◆ **Lesetext**
== == ==

Ich packe den großen schwarzen Rucksack mit maximal 14 kg Gewicht und den kleinen blauen Tagesrucksack. Alle wichtigen Papiere sind vorsichtshalber doppelt vorhanden. Das notwendige Visum habe ich ganz einfach über ein 'russisches' Reisebüro in Freiburg besorgt. Mit nur 10 Minuten Verspätung erreicht der Zug den Fernbahnhof am Frankfurter Flughafen. In der Maschine der Lufthansa bin ich gleich von Gesprächspartnern umgeben. Rechts von mir sitzt eine junge Frau aus Archangelsk, die nach Deutschland ausgewandert ist und als Lehrerin Englisch und Deutsch unterrichtet. Von links berichtet mir eine lebhafte Russin, dass sie einen Iren geheiratet hat. Die in der Reihe hinter mir sitzenden Deutschen werden mit dem Reiseveranstalter 'Berge und Meer' eine Baikaltour unternehmen. Buchstäblich wie im Flug vergehen die drei Stunden nach Moskau. Dagegen zieht sich die 6-stündige Wartezeit in dem modernen Flughafen Domodedovo scheinbar endlos in die Länge. Um den nervenden Lautsprecherdurchsagen zu entgehen, schaue ich mich vor dem Flughafen etwas um. Für einen Ausflug ins Stadtzentrum ist die Zeit jedoch zu knapp. Da ich mit zwei nicht kooperierenden Gesellschaften fliege, muss ich auch den großen Rucksack noch einmal einchecken.
Endlich startet um 21.25 Uhr die hellgrüne Sibir 7 zu dem 5 1/2stündigen Nachtflug nach Irkutsk, wo ich am Morgen um 8.05 Uhr ankomme, dank fünf Stunden Zeitunterschied. Meine Sitznachbarin wollte mich bemuttern, aber ich habe sie wegen meiner geringen Russischkenntnisse kaum verstehen können. Es wird nicht leicht sein, mit diesem Handikap zurechtzukommen.

== == ==

◆ **Aufgabe 1**
Schreiben Sie aus der folgenden Liste die Zeilen von der Zeile mit „</instance>“ bis einschließlich der Zeile mit „rough mask: <svg“ genau ab.

== == ==

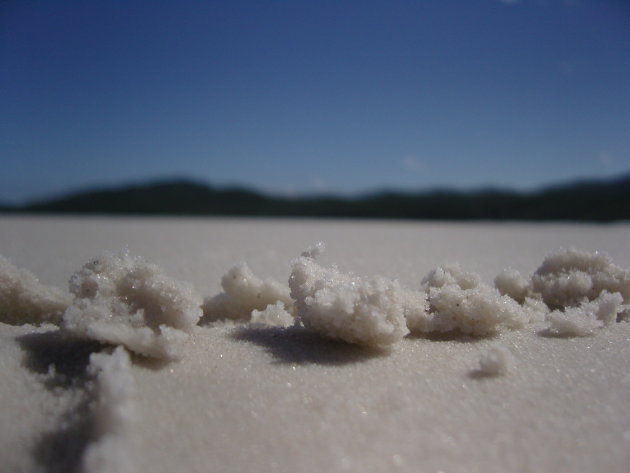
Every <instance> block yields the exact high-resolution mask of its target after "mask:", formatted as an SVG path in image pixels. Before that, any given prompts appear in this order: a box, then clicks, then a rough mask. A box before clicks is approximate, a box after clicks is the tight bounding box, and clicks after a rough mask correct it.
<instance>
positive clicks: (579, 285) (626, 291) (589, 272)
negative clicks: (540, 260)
mask: <svg viewBox="0 0 630 473" xmlns="http://www.w3.org/2000/svg"><path fill="white" fill-rule="evenodd" d="M532 287H533V291H534V292H536V293H540V294H541V295H542V299H543V300H544V301H545V303H546V304H547V305H548V306H549V307H550V308H551V309H558V308H563V307H569V306H577V305H579V304H581V303H582V302H583V300H584V299H588V300H589V301H592V300H594V299H596V298H597V297H598V296H599V295H600V294H601V293H602V291H608V292H610V293H614V292H618V293H619V294H621V296H622V297H623V301H624V303H625V304H628V303H630V270H627V269H623V268H621V267H619V266H617V265H616V264H614V263H613V262H612V260H611V259H610V257H609V256H608V255H606V254H603V253H600V252H595V253H589V252H586V251H579V250H577V249H575V248H569V249H568V250H561V251H558V252H556V253H553V254H551V255H549V256H548V257H547V258H545V260H544V261H543V263H542V265H541V266H540V268H538V269H537V270H536V272H535V273H534V275H533V276H532Z"/></svg>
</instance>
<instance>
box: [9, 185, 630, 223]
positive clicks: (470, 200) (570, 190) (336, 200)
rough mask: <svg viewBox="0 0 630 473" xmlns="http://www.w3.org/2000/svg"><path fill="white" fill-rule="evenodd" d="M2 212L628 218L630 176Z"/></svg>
mask: <svg viewBox="0 0 630 473" xmlns="http://www.w3.org/2000/svg"><path fill="white" fill-rule="evenodd" d="M0 211H3V212H5V213H6V212H10V213H11V212H19V213H54V214H111V215H222V216H287V217H288V216H301V217H348V218H379V219H388V218H391V219H430V220H548V221H549V220H559V221H595V222H610V221H619V220H630V175H628V176H624V177H622V178H619V179H615V180H608V181H584V182H578V183H573V184H569V185H563V186H555V187H549V188H546V189H543V190H540V191H536V192H529V193H518V192H512V191H504V190H480V191H473V192H458V191H447V190H442V191H431V192H423V193H400V192H381V193H375V194H370V195H363V196H360V197H355V198H342V197H335V196H322V197H298V198H285V197H274V196H270V195H265V194H262V193H258V192H254V191H250V190H246V189H240V188H231V189H217V188H213V187H211V186H207V185H205V184H199V183H195V182H191V181H185V180H179V181H164V182H157V183H152V184H146V185H138V186H129V187H126V188H121V189H108V190H98V191H87V192H81V193H77V194H72V195H69V196H65V197H60V198H56V199H50V200H46V201H41V202H34V203H30V204H26V205H21V206H6V205H5V206H0Z"/></svg>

== == ==

◆ **Aufgabe 2**
Führen Sie den Lesetext über den Flug nach Irkutsk im Anschluss an seinen letzten Satz weiter.

◆ **Lösungsbereich 1**
</instance>
<instance>
box: [9, 185, 630, 223]
positive clicks: (470, 200) (570, 190) (336, 200)
rough mask: <svg viewBox="0 0 630 473" xmlns="http://www.w3.org/2000/svg"><path fill="white" fill-rule="evenodd" d="M2 212L628 218L630 176Z"/></svg>

◆ **Lösungsbereich 2**
An dem kleinen Flughafen in Irkutsk erwartet mich sommerliche Hitze. In zentraler Lage habe ich ein Zimmer in dem bewährten Hotel Rus reserviert. Das von mir ausgewählte „Taxi" ist ein privater PKW. Der Fahrer erkundigt sich erst einmal telefonisch nach dem Weg. Der verlangte Preis von 400 Rubel scheint mir bei der kurzen Strecke angemessen.⁴
Bei meiner Ankunft ist das Zimmer noch nicht frei. Also beginne ich gleich mit der Erkundung der Altstadt. Erstes Ziel ist die Angara, deren breites Band ich schon vom Flugzeug aus gesehen habe. Bald treffe ich auf eine am Boden verlaufende grüne Spur. Sie verbindet die Hauptattraktionen der 'Kulturhauptstadt' Ostsibiriens und ist sogar in Englisch ausgeschildert. Ich passiere den weitläufigen Kirowplatz mit den farbenprächtigen Blumenrabatten. Hinter dem monumentalen, grauen Verwaltungspalast, dessen Bau 1930 auf dem Platz der abgerissenen Kasaner Kirche begann und erst 1959 beendet wurde, brennt die 'ewige Flamme'. Sie erinnert an die Opfer des 2. Weltkriegs.
Von hier aus erblicke ich schon die rasch fließende Angara. Sie ist übrigens der einzige Abfluss aus dem Baikalsee. Direkt am Ufer erhebt sich ein Bronzedenkmal zu Ehren der Kosaken, die 1661 an diesem Platz einen Ostrog (Holzfestung) errichteten. Zum kürzlich gefeierten 350jährigen Jubiläum der Stadt sind viele historische Gebäude renoviert worden. Die Kirchen sind in den letzten Jahren zurückgegeben worden und strahlen wieder in frischen Farben. Die Erlöserkirche, die als Museum 'überlebt' hat, leuchtet außen weiß und innen golden. Im Jahr 1710 fertiggestellt, ist sie das zweitälteste Steingebäude der Stadt.
Ein Einheimischer führt mich zu den Statuen des Heiligen Peter und der Heiligen Fevronia von Murom aus dem 13. Jahrhundert, den Beschützern der Familie. Als Vorbilder des christlichen Ehelebens soll das Paar in der gleichen Stunde gestorben sein. Wenn ich die Nase des Bronzekaninchens anfasse, das sich auf der Rückseite versteckt hat, wird es mir Glück bringen. Warum also nicht.
Auf der gegenüberliegenden Straßenseite steht die noch beeindruckendere barocke Epiphaniaskathedrale (1746). Sie diente als Bäckerei und hat jetzt wieder ihre eigentliche Bestimmung, ist großflächig ausgemalt und reich verziert. Die Kirchen vermitteln auch durch die vielen brennenden Kerzen eine andächtige Stimmung und werden keineswegs nur von älteren Frauen aufgesucht.
Auf dem Rückweg zum Hotel entdecke ich ein Blini-Restaurant.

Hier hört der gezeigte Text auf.